● **ЗАДАНИЕ 1**
Извлеките из текста о философии истории дословный отрывок, начиная с «Что есть историческая» и далее вплоть до «ответили бы по-разному1.» включительно.

+--

История философии 2017. Т. 22. № 1. С. 78-91

УДК 165.8

History of Philosophy 2017, vol. 22, no. 1, pp. 78-91 DOI: 10.21146/2074-5869-2017-22-1-78-91

Фриц Говетсон

Философия истории в аналитической традиции*

Фриц Говетсон - докторант, профессор кафедры философии. Лундский университет. Швеция, 221 00, г. Лунд; e-mail: frits.gavertsson@fil.lu.se

Основной замысел статьи определен автором как попытка говорить об истории философии и философии истории языком британской аналитической традиции. Исключение любых представлений о метаисторической цели делает отправной точкой исследования опыт трансдисциплинарного подхода к пониманию принципа историзма. Такое видение проблемы ставит перед сегодняшними исследователями задачу соединения индивидуального и «объективного» аспектов послания, заключенного в принципе историзма. В этой связи анализируется герменевтическая идея «слияния горизонтов», перспективизм Ницше и Вебера, а также взгляды современных интерпретаторов перспективизма (К. Скиннера, А. Айера, Р. Козеллека, Р. Рорти и др.). Эти и другие методологические приемы служат цели раскрытия как позитивного вклада аналитической школы в развитие философии истории, так и порождаемых ею вопросов. Ключевые слова: философия истории, аналитическая философия, история философии, политическая теория, герменевтика, историофобия, перспективизм, риторический поворот, эволюционизм

Что есть историческая наука, о чем она, в чем суть исторического познания, чему оно служит - вот вопросы, на которые люди, хоть немного отличающиеся друг от друга, ответили бы по-разному1.

+--

● **ЗАДАНИЕ 2**
Покажите все строки листинга, где встречается сочетание букв «stem».

● **Выдержки из набора данных об указании объектов**

+--

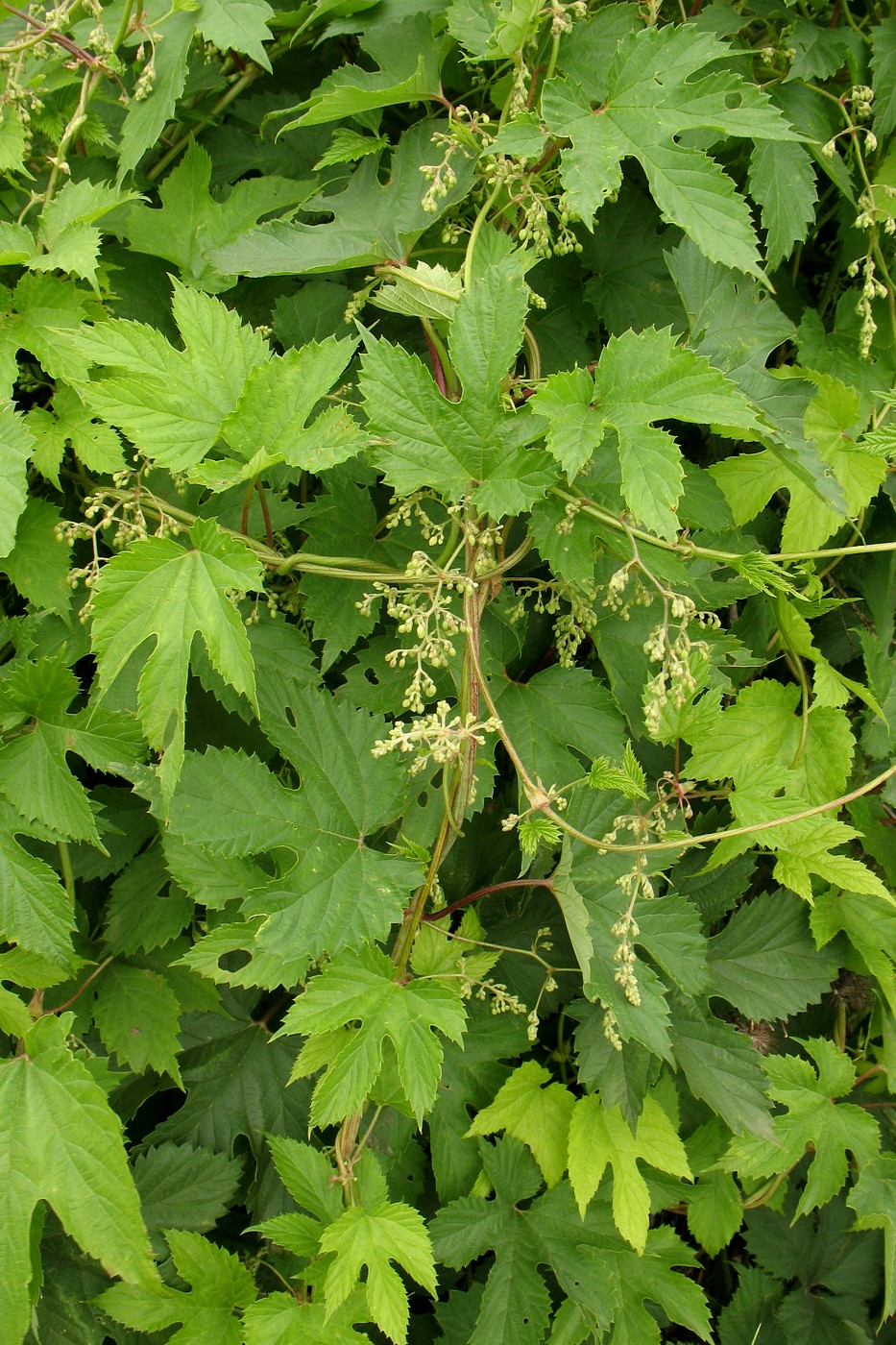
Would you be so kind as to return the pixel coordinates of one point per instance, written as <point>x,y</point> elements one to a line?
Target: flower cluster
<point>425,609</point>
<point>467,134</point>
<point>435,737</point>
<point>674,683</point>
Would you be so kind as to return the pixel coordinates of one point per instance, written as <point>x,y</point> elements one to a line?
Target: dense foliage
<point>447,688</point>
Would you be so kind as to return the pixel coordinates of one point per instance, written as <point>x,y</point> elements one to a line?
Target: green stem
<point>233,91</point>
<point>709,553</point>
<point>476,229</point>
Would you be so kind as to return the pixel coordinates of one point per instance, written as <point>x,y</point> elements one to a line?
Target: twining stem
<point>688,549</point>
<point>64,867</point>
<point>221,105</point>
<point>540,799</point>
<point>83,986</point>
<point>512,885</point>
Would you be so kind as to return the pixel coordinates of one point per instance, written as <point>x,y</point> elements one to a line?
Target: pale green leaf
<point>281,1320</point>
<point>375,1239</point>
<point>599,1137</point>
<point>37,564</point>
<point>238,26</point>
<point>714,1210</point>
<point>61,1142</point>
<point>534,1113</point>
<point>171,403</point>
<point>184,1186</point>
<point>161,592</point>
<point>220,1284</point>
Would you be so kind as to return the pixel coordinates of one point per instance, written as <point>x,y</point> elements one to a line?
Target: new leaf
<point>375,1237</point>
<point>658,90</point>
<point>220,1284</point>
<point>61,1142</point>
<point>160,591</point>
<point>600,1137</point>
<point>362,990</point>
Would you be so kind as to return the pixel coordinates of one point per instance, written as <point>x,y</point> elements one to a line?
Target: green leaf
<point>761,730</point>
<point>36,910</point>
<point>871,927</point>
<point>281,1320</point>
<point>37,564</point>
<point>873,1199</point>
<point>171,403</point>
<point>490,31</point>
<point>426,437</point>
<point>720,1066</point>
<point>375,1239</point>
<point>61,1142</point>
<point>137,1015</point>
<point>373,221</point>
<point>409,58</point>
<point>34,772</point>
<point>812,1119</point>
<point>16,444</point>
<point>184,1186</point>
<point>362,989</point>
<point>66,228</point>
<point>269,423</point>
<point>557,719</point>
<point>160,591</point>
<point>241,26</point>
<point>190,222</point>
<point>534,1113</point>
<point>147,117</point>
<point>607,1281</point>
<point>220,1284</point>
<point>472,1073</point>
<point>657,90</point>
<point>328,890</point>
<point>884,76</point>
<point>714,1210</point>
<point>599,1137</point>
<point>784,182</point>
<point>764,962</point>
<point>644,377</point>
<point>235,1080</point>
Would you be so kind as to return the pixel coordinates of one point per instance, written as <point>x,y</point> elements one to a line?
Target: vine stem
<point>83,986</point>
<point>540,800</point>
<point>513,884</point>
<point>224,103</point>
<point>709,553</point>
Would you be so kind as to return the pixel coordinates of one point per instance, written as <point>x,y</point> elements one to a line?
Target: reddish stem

+--

● **ОТВЕТ 1**
Что есть историческая наука, о чем она, в чем суть исторического познания, чему оно служит - вот вопросы, на которые люди, хоть немного отличающиеся друг от друга, ответили бы по-разному1.

● **ОТВЕТ 2**
Target: green stem
Target: twining stem
Target: vine stem
Target: reddish stem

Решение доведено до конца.